• [Die Aufgabe] Entnimm dem Text über neoliberale Politik wortgetreu alles von „Neoliberale Politik geht“ bis hinunter zu „näher und näher.“.

• [Ausgangstext]
####################

Neoliberale Politik geht grundsätzlich zulasten von vielen Menschen, und je weiter diese sich nach rechts radikalisiert und somit unsozialer agiert, desto deutlicher wird das. Absurderweise glauben aber offenbar immer noch sehr viele Menschen, dass sie selbst von den so produzierten Verwerfungen schon irgendwie verschont bleiben würden. Klar, bisher hat es ja vor allem „die anderen“ getroffen, aber mittlerweile kommen die Einschläge für immer mehr Menschen näher und näher.

####################

• [Auszug der Liste]
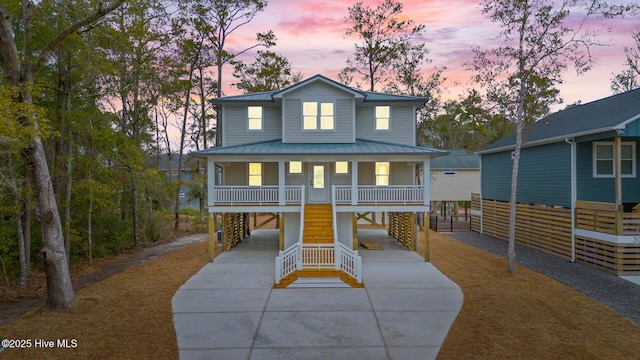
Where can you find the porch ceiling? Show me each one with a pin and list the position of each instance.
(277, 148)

####################

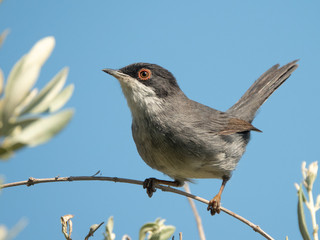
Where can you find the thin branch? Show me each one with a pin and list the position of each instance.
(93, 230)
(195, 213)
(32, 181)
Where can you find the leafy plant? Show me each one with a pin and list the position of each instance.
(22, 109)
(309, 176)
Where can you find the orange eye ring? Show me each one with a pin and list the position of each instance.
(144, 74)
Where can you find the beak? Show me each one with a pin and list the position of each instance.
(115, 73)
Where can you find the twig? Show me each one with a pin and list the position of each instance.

####################

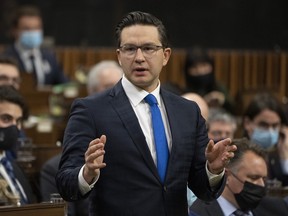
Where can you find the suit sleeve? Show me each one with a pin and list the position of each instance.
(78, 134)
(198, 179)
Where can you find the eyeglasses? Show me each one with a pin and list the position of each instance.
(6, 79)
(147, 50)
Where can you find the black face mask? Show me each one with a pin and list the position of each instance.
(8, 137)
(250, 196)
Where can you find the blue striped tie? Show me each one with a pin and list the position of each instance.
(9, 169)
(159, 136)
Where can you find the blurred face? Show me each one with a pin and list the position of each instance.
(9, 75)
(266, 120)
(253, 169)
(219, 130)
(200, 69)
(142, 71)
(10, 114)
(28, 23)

####################

• [Ergebnis der Aufgabe]
Neoliberale Politik geht grundsätzlich zulasten von vielen Menschen, und je weiter diese sich nach rechts radikalisiert und somit unsozialer agiert, desto deutlicher wird das. Absurderweise glauben aber offenbar immer noch sehr viele Menschen, dass sie selbst von den so produzierten Verwerfungen schon irgendwie verschont bleiben würden. Klar, bisher hat es ja vor allem „die anderen“ getroffen, aber mittlerweile kommen die Einschläge für immer mehr Menschen näher und näher.